• _EXERCISE DIRECTIONS_
Only the pictures should be dropped; copy the rest of the entries exactly.

***

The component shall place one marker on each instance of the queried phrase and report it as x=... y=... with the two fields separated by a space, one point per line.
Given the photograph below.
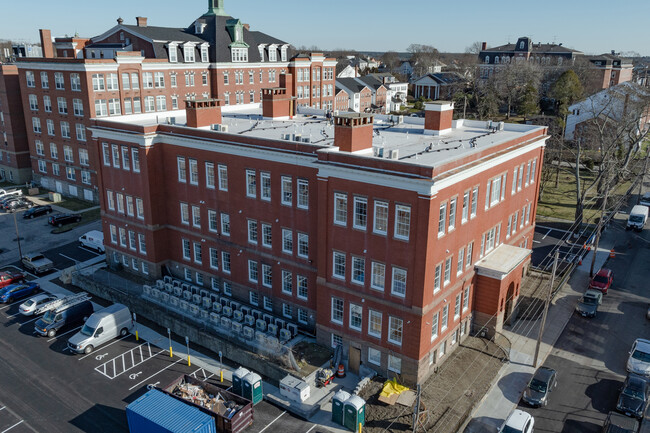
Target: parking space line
x=18 y=423
x=104 y=347
x=269 y=425
x=158 y=372
x=65 y=333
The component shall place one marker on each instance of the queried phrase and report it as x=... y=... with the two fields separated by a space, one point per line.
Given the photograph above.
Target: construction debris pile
x=215 y=403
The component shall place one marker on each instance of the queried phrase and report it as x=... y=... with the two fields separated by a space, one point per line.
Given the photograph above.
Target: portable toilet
x=252 y=387
x=237 y=380
x=338 y=401
x=354 y=413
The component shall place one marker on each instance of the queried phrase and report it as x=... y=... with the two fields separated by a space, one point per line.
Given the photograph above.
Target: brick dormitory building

***

• _RESULT FOR THIS EXERCISE_
The component shall place one marker on each instance of the queried phrase and report it as x=... y=... with the two fields separated by a space, one point per line.
Given the photograph below.
Target: parking space line
x=18 y=423
x=104 y=347
x=269 y=425
x=158 y=372
x=65 y=333
The component shall place one marker on each instance of the queried phrase and report it as x=... y=... with the two fields separated by a space, one point per line.
Given the photograph above.
Target: construction debris pile
x=215 y=403
The component shall place one marker on each instance of the queried phrase and report it as x=... y=... with the two fields separated by a space, one point per line.
Given the photograph above.
Target: portable toilet
x=252 y=387
x=237 y=380
x=338 y=401
x=354 y=413
The component shall place one marker on each instance of the queried phrase and report it as x=... y=... with the two fields separated by a space, one point per line.
Given the photograph above.
Target: brick dormitory building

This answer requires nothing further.